** start Supplied material **

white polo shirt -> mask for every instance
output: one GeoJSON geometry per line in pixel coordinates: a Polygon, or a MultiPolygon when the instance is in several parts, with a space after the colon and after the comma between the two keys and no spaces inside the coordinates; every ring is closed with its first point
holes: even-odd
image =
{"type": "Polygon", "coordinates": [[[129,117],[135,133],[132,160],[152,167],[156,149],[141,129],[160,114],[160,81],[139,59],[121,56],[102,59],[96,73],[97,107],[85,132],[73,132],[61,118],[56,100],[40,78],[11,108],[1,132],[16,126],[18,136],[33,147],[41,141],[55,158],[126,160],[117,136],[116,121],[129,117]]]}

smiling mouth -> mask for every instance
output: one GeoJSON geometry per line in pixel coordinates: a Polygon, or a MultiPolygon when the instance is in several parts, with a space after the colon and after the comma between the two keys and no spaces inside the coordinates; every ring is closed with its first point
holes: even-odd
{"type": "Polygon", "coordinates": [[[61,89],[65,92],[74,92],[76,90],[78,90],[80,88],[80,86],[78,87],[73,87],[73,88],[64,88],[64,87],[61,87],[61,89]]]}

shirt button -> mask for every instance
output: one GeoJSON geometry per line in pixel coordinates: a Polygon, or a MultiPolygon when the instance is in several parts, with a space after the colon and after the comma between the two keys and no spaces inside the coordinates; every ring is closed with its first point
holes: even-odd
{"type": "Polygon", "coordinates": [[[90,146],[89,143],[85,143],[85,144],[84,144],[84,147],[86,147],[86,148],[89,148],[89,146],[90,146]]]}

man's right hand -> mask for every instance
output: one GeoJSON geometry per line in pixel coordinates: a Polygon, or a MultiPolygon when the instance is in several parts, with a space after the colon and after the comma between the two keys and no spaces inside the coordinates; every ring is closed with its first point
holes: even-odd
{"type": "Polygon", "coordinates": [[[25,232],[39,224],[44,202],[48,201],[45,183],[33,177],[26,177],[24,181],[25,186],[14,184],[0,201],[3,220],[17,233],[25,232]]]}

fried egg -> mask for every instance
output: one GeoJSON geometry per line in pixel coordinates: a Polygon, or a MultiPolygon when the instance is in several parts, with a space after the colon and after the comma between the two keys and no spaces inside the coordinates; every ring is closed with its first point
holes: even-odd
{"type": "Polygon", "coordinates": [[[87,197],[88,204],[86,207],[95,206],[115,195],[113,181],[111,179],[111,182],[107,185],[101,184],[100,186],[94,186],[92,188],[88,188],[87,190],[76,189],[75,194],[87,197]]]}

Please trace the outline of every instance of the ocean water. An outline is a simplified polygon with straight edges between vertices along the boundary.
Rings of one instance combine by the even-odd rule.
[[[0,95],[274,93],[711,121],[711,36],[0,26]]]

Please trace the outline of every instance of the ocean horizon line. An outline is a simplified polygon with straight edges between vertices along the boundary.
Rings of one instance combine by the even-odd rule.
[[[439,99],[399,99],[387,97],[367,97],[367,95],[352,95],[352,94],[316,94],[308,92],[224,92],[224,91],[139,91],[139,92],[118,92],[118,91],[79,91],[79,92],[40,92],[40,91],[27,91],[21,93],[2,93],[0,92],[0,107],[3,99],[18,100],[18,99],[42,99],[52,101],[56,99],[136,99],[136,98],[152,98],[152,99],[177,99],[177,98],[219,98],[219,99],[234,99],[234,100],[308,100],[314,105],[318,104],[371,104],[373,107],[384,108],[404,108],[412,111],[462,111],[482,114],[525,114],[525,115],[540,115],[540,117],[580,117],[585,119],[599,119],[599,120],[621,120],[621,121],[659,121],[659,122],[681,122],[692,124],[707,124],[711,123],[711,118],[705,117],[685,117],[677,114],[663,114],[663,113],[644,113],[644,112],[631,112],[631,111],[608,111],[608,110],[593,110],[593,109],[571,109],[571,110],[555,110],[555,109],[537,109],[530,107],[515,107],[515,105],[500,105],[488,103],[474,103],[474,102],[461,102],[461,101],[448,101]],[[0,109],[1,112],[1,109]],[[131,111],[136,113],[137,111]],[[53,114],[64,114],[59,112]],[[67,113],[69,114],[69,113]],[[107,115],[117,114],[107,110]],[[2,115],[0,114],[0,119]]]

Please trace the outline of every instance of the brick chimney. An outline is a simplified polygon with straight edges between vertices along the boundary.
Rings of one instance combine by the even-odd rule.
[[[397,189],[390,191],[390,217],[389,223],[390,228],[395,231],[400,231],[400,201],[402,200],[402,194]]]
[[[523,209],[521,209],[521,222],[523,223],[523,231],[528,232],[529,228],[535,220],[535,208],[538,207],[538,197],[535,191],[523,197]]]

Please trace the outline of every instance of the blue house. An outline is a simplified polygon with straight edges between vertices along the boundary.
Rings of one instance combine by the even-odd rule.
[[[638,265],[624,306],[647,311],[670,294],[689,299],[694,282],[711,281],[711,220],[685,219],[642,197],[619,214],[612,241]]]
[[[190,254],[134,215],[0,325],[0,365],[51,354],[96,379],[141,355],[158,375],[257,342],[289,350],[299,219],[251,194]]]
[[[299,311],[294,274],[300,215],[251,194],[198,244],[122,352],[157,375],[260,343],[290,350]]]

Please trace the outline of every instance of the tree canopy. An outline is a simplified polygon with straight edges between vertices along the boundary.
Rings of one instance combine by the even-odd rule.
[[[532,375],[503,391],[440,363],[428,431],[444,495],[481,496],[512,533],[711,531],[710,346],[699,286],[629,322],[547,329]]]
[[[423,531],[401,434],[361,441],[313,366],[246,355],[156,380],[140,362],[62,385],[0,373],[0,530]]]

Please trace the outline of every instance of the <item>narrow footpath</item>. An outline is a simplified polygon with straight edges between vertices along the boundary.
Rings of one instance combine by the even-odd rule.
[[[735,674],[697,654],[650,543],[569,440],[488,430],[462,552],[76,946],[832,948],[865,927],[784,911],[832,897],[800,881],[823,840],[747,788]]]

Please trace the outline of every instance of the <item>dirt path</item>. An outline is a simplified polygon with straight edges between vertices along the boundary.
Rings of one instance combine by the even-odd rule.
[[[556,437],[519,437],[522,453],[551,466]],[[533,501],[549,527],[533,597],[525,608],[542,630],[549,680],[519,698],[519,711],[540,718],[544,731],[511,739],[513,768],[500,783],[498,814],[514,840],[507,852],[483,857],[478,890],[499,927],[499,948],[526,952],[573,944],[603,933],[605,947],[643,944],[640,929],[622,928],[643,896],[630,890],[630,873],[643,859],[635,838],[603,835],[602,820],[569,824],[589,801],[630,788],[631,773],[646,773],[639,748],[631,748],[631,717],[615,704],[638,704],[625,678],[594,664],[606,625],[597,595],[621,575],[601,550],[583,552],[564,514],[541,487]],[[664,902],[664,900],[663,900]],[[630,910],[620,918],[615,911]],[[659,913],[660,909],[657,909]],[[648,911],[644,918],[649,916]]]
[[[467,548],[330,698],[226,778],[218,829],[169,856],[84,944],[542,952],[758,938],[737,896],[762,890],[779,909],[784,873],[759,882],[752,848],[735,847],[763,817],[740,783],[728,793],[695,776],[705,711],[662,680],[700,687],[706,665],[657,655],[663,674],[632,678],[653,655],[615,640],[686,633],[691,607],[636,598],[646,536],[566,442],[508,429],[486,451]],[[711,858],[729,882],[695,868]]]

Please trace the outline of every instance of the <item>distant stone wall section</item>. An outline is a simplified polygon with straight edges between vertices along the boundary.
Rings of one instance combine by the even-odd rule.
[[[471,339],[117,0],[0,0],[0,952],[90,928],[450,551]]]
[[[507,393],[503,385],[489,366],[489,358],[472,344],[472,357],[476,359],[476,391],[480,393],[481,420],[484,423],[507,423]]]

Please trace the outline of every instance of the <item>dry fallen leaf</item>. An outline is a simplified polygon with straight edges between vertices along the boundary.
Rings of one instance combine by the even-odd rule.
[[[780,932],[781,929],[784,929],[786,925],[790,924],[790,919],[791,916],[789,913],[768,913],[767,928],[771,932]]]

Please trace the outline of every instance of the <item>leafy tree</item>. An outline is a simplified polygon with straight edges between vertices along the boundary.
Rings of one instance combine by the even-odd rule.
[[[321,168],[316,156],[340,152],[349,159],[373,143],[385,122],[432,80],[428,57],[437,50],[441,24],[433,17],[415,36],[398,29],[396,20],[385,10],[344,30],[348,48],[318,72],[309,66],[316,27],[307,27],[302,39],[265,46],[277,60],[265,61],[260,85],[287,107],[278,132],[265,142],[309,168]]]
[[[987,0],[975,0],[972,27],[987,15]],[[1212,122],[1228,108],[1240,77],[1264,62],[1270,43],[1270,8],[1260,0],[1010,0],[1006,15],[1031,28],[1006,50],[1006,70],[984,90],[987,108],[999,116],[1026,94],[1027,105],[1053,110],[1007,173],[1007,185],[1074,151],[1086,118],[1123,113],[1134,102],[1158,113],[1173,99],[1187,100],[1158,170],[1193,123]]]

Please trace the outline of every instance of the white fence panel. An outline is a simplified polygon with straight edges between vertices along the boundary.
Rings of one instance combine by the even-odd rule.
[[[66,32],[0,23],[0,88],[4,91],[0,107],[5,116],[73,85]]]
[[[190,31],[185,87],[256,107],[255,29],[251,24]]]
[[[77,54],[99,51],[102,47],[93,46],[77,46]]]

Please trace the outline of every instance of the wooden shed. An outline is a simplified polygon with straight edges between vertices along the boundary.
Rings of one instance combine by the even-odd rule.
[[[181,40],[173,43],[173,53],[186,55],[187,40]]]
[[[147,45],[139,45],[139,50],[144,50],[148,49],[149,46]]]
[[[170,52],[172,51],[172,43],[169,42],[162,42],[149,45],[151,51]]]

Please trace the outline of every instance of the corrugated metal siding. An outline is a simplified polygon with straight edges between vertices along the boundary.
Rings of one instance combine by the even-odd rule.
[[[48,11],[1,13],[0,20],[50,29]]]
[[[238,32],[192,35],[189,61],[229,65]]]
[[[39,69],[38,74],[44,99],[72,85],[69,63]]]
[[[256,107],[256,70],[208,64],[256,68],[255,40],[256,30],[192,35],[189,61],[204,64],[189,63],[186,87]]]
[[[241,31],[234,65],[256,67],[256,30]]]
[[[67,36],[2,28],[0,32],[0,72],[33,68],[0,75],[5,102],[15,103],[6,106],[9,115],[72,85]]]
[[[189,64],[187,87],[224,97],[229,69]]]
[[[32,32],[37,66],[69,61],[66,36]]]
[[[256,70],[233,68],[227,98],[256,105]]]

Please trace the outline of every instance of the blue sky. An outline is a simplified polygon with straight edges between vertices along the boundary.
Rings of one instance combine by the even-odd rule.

** end Supplied material **

(What is expected): Reproduce verbatim the lines from the one containing "Please trace the outline of every instance of the corrugated" through the last line above, including both.

(Worked answer):
Please trace the outline of every instance of the corrugated metal siding. An outline is a simplified polygon with straight edges between vertices along the boundary.
Rings of one instance combine by the even-odd rule.
[[[48,11],[1,13],[0,20],[50,29]]]
[[[238,32],[192,35],[189,61],[229,65]]]
[[[39,69],[38,74],[44,99],[72,85],[69,63]]]
[[[256,107],[256,70],[208,64],[256,68],[255,40],[256,30],[192,35],[189,61],[204,64],[189,63],[186,87]]]
[[[241,31],[234,65],[256,67],[256,30]]]
[[[67,36],[2,28],[0,32],[0,72],[33,68],[0,75],[5,102],[15,103],[6,106],[9,115],[72,85]]]
[[[189,64],[187,87],[224,97],[229,69]]]
[[[32,32],[37,66],[69,61],[66,36]]]
[[[256,70],[233,68],[227,98],[256,105]]]

Please trace the outline of every instance of the blue sky. An outline is a simplified polygon with straight edges between vertices along the boundary.
Rings of one instance combine by the even-odd rule.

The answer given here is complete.